◆ **TASK DESCRIPTION**:
Everything in the listing below must be reproduced exactly, apart from its images.

◆ **DATA FOR THE TASK**:

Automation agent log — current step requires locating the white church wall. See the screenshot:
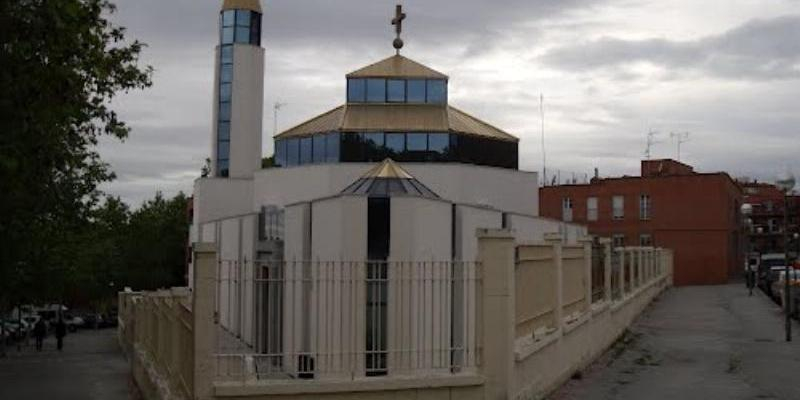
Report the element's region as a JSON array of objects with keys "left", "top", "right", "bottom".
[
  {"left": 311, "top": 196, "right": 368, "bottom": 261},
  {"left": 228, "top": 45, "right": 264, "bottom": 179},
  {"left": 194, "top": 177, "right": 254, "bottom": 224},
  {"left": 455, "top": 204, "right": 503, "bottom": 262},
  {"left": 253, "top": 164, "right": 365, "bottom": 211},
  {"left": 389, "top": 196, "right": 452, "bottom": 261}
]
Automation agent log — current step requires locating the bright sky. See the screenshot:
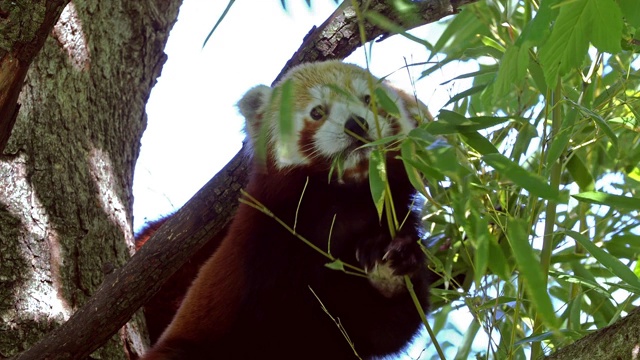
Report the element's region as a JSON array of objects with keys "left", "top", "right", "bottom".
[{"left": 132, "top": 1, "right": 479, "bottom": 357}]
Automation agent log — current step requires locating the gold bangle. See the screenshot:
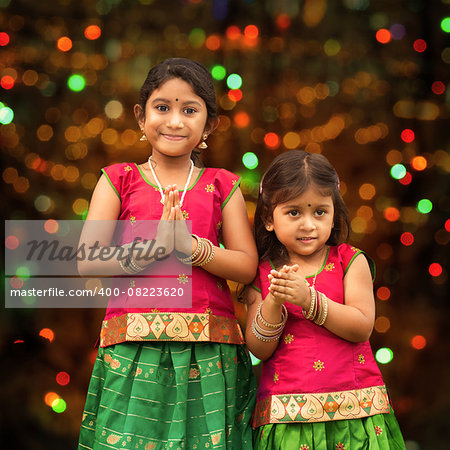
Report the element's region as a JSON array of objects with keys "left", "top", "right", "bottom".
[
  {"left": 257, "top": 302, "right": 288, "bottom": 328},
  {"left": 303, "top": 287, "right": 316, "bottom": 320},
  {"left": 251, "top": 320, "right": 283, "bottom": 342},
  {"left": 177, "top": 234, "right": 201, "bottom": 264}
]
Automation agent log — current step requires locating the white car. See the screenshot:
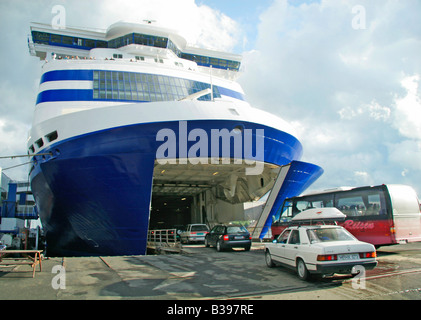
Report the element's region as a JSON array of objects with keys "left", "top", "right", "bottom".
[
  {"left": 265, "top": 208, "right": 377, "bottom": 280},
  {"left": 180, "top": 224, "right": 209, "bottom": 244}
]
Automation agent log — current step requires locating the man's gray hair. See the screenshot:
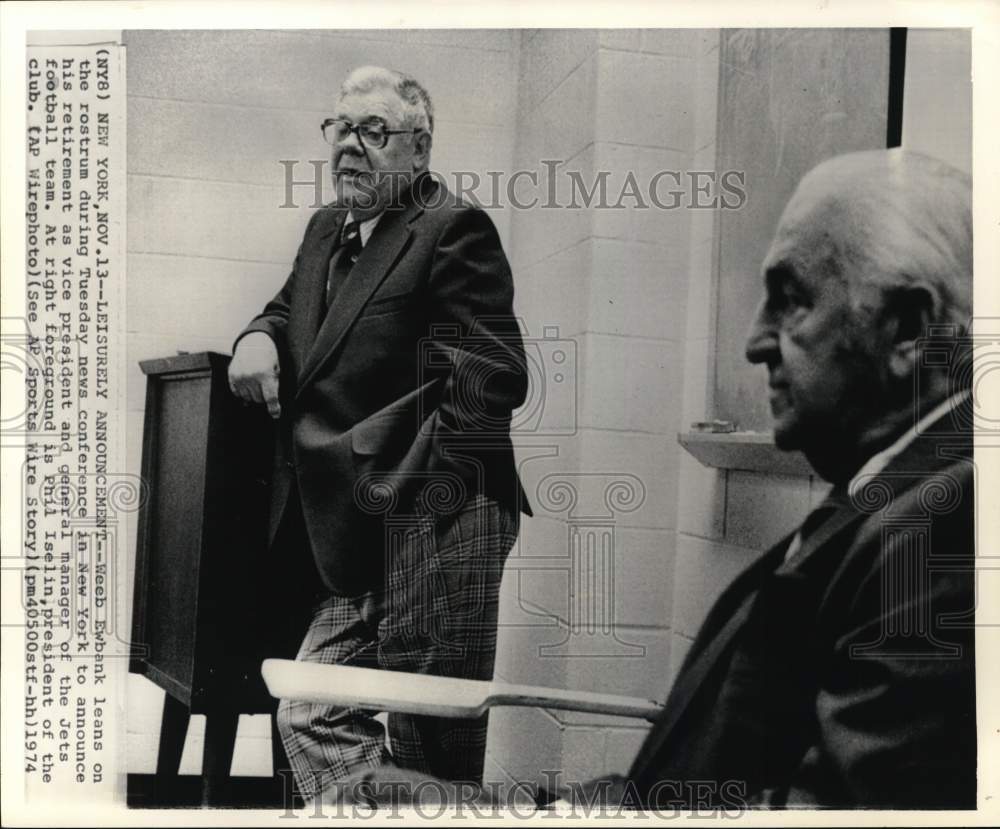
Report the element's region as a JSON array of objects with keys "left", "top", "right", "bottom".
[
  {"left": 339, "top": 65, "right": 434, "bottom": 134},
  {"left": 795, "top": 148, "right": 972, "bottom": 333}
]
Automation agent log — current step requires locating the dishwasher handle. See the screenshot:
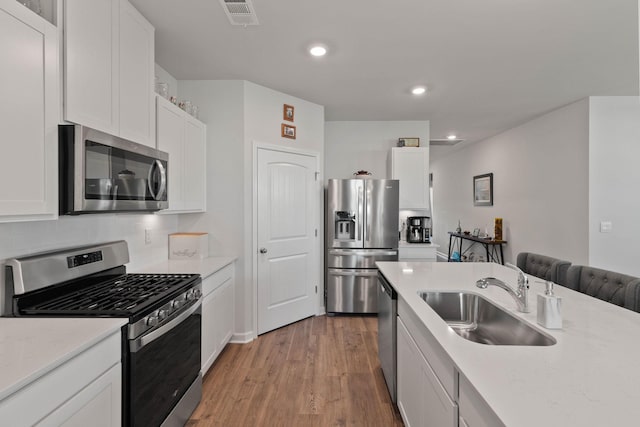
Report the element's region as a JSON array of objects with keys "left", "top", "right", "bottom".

◆ **FINISHED EXERCISE**:
Automation agent log — current step requires locating the white church wall. See the screenshot:
Report the element's region as a JSON array of objects with keys "left", "top", "right", "bottom".
[
  {"left": 311, "top": 196, "right": 368, "bottom": 261},
  {"left": 228, "top": 45, "right": 264, "bottom": 179},
  {"left": 194, "top": 177, "right": 254, "bottom": 224},
  {"left": 455, "top": 204, "right": 503, "bottom": 262},
  {"left": 253, "top": 164, "right": 365, "bottom": 211},
  {"left": 389, "top": 196, "right": 452, "bottom": 261}
]
Automation agent log — current step requires locating the bright sky. See the screenshot:
Report the element's region as a JSON array of objects with keys "left", "top", "right", "bottom".
[{"left": 132, "top": 1, "right": 479, "bottom": 357}]
Automation agent log — current step requires locating the gold bangle. See the screenshot:
Report the element's region as a JSON array of objects with keys "left", "top", "right", "bottom".
[
  {"left": 257, "top": 302, "right": 288, "bottom": 328},
  {"left": 303, "top": 287, "right": 316, "bottom": 320},
  {"left": 251, "top": 320, "right": 283, "bottom": 342},
  {"left": 177, "top": 234, "right": 201, "bottom": 264}
]
Automation agent log — current step requires locating the white car. See the screenshot:
Report the element's region as a JSON array of objects with keys "left", "top", "right", "bottom".
[
  {"left": 265, "top": 208, "right": 377, "bottom": 280},
  {"left": 180, "top": 224, "right": 209, "bottom": 244}
]
Automation agent log — current step requires locating the man's gray hair. See the screenshot:
Report the element's region as a JSON array of objects with keys "left", "top", "right", "bottom".
[
  {"left": 339, "top": 65, "right": 434, "bottom": 134},
  {"left": 795, "top": 148, "right": 972, "bottom": 333}
]
Automation agent log — current step requires locating the dishwasher handle. See the screenshot:
Report the element's region as a JSON array of objects with keys "left", "top", "right", "bottom".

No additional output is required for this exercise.